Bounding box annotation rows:

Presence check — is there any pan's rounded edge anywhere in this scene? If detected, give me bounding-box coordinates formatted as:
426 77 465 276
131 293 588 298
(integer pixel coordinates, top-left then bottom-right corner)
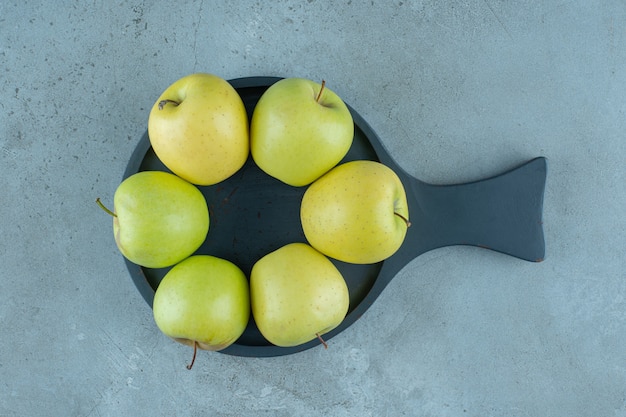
123 76 412 357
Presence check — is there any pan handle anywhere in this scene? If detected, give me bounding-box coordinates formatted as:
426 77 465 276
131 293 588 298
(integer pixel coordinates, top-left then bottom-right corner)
403 157 547 262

■ AIM OF THE TASK:
Pull out every line of the rows above that contains the string "coordinates", matching case exactly, and copy those lines unchanged.

■ SOLUTION TO THE PROBLEM:
Presence check — is there any pan's rounded edge anywhere in this scene? If detected, give me bounding-box coordinates formatted as:
(integer pixel coordinates, top-left then bottom-right corner)
Presence check — is there any pan handle anywhere in this scene? If detected, give me bounding-box coordinates formatted as:
(integer pixel coordinates, top-left then bottom-right corner)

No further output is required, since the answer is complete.